Instructions for the task>
Type out every line of the data again, exactly.

Material to process>

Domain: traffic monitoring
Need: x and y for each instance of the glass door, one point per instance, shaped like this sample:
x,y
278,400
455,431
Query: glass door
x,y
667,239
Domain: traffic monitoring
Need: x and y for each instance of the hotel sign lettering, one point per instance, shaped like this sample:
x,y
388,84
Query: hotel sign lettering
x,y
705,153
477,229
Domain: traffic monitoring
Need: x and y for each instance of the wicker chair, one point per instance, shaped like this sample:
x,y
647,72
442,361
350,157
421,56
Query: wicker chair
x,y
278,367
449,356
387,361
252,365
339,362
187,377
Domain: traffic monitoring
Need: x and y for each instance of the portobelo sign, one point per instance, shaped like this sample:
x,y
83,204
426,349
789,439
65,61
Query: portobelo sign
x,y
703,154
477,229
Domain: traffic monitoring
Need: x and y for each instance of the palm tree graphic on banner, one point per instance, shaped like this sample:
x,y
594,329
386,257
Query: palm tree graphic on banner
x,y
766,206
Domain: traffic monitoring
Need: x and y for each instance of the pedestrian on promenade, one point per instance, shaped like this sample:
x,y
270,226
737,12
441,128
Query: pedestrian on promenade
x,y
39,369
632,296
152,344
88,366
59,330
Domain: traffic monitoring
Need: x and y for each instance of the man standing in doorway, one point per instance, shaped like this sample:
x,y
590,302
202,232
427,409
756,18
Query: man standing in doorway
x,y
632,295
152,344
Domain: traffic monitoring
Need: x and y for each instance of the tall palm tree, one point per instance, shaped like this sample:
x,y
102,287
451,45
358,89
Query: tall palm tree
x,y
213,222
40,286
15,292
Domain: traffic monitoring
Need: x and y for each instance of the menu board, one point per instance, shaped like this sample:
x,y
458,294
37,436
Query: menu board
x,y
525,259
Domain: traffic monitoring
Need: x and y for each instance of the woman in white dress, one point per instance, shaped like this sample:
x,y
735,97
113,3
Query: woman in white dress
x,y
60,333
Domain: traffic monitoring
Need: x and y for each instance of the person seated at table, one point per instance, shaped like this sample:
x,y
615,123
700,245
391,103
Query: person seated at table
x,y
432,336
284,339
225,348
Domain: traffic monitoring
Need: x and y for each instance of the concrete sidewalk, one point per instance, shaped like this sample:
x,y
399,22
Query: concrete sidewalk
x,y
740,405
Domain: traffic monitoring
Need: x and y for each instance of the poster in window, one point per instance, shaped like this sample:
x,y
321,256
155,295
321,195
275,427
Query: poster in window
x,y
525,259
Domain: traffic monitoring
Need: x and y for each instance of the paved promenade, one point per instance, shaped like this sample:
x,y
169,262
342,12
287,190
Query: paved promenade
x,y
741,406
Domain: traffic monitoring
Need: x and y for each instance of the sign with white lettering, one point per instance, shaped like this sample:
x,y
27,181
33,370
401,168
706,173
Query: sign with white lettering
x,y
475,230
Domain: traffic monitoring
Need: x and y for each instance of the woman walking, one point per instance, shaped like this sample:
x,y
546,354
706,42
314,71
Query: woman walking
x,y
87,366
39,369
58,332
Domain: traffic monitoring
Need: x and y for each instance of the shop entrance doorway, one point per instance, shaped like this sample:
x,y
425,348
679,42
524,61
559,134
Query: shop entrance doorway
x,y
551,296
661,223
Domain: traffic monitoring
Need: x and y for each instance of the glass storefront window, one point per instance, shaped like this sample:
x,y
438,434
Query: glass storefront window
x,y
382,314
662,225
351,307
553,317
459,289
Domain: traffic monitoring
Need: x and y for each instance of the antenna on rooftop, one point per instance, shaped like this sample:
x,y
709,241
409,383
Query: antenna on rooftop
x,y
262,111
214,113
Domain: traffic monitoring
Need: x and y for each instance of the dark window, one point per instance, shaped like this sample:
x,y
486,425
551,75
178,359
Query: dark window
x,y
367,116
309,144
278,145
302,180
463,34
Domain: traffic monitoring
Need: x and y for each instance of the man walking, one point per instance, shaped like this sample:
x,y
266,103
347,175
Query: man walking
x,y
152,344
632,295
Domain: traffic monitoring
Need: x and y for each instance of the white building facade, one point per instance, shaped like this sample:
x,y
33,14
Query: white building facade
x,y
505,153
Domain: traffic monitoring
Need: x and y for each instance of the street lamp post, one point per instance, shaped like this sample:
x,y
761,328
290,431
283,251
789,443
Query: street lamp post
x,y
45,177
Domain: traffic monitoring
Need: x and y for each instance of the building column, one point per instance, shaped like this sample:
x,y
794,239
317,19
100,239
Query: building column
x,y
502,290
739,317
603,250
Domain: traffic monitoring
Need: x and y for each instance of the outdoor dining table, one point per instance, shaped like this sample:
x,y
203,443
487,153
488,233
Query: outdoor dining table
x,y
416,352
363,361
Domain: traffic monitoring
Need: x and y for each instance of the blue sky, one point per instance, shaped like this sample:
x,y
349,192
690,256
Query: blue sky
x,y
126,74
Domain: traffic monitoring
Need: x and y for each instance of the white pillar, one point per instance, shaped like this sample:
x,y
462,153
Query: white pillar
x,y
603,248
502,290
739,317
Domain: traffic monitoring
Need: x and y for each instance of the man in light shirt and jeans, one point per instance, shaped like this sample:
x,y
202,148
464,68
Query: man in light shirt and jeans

Your response>
Domain: traffic monitoring
Need: x and y for each instance of the glass door, one point per instance, shaped like this sample:
x,y
278,400
455,431
Query: glass door
x,y
667,239
Domain: traffic monitoring
Need: x and y for each instance of the hotel sign lettering, one point per instance, shaped like this sample:
x,y
388,84
Query: hotel sign lettering
x,y
705,153
477,229
Domain: traffic monitoring
Need: x and y for each instance of the wicker chair, one point per instance, shaped like this sample:
x,y
647,72
442,361
350,157
421,56
Query: wicker chair
x,y
278,367
449,356
387,361
252,365
339,362
187,377
Domain: traffic monitoring
Need: x and y for each instance of the portobelo sign, one point per instance, shaped like this sample:
x,y
83,204
426,349
789,439
65,61
Query: portobelo sign
x,y
703,154
477,229
Domain: traffic monitoring
Need: x and y for each instance of the palm tree graphic on banner, one point per instance, shaped like this sample:
x,y
594,329
386,257
Query: palm tree graphic on banner
x,y
766,206
Domain: traffic monitoring
Need: x and y for each instance of the pedestrian on promenade, one point per instance, shaped like this sample:
x,y
270,226
737,12
441,128
Query: pedestrian on promenade
x,y
39,369
632,296
152,344
88,366
59,330
Domain: traffic monitoring
Need: x and y for each instance of the man standing in doorway, one point per instance, shaped like this sample:
x,y
590,302
202,232
427,409
756,18
Query: man standing in doorway
x,y
632,295
152,344
Domain: traffic monitoring
Need: x and y for each instance of the tall palm tree, one point per instance, shaped like this sample:
x,y
102,287
451,45
358,89
Query: tall palm tree
x,y
213,222
40,286
15,292
Domain: traffic monitoring
Need: x and y for each instance of the menu board, one point per instance, shaped like this sample:
x,y
458,294
37,436
Query: menu board
x,y
525,259
Domain: traffic monitoring
Need: x and y for each instance of the woman in white dress, one point per instance, shaped like this sample:
x,y
735,97
113,3
Query: woman in white dress
x,y
60,333
Domain: traffic monitoring
Need: x and y for each instance of the person seated at table, one point per instance, shaped like this sample:
x,y
615,123
700,245
391,103
Query: person seated at table
x,y
432,336
284,339
225,348
Domain: traffic monitoring
Need: x and y for each instance of the concrete sidewalk, one point per instance, shaped like this sample:
x,y
399,22
Query: concrete sidewalk
x,y
740,405
Domain: traffic monitoring
Need: x and y for each instance of the poster in window, one point per instance, shaped like this sample:
x,y
321,256
155,295
321,195
275,427
Query: poster in window
x,y
525,259
Domain: traffic monitoring
Need: x and y for each instance of the paved promenade, one point per instance, shaped like this sample:
x,y
169,262
342,12
287,190
Query: paved promenade
x,y
741,406
Domain: traffic monitoring
Need: x and y for each instance of the sign with white lettering, one point per instance, shaped like this sample:
x,y
27,181
33,370
401,168
706,173
Query: sign with white lettering
x,y
475,230
Domain: traffic monitoring
Need: x and y for each instance of the woman walking, one point per instance, shaped like this sample:
x,y
546,354
706,42
314,71
Query: woman walking
x,y
87,366
39,369
58,332
Domain: traffic monitoring
Need: x and y for each instance of the shop entrance doorway, one point per instance, shaped like this sample:
x,y
425,348
679,42
524,61
559,134
Query: shop entrance doorway
x,y
551,296
661,223
Domain: traffic monitoring
Need: x and y for each instance of the glass storefront window, one point per instance, shaped like this sample:
x,y
438,434
Query: glass storefront window
x,y
382,314
662,225
351,307
553,317
459,289
Domain: traffic monitoring
Need: x and y for each instance of the antenna on rooftop, one point per instance, shaped like this sample:
x,y
709,241
409,383
Query: antenna on rooftop
x,y
262,111
214,113
Domain: traffic monitoring
Need: x and y for each instance of the dark window, one point per instance, shaped like this sample:
x,y
486,425
551,75
178,359
Query: dark window
x,y
367,116
309,144
278,145
302,180
463,34
Domain: traffic monitoring
Need: x and y for each instance of the man walking, one point per instance, shaped like this sample:
x,y
266,103
347,175
Query: man walking
x,y
152,344
632,295
Domain: traffic monitoring
Need: x and y for each instance of the white building facade, one point per instance, shaped like this sample:
x,y
33,14
Query: white building facade
x,y
505,153
Domain: traffic monitoring
Need: x and y for each instance of the street lamp post, one point per instance, shaped like this sample:
x,y
761,328
290,431
283,251
789,443
Query: street lamp post
x,y
45,177
Domain: traffic monitoring
Need: x and y for each instance of the building column, one point per instance, shaped like this sample:
x,y
794,239
317,19
100,239
Query: building column
x,y
502,290
739,317
603,250
Domain: traffic monitoring
Need: x and y for each instance of the outdoor dining table, one point per instance, shaped like this sample:
x,y
203,443
487,153
488,233
Query: outdoor dining table
x,y
416,352
363,361
Domain: traffic monitoring
Need: x and y for each instance of the blue sky, one point per instance, shaped like this sample:
x,y
349,192
690,256
Query: blue sky
x,y
126,74
Domain: traffic monitoring
Need: x and y for each instance of the white pillar, one point per instance, shaped like this sample:
x,y
462,153
Query: white pillar
x,y
603,248
502,290
739,317
Domain: traffic monitoring
Need: x and y for each instance of the man in light shirt and jeans, one point per instance, shaped like this sample:
x,y
202,148
464,68
Query: man in light shirt and jeans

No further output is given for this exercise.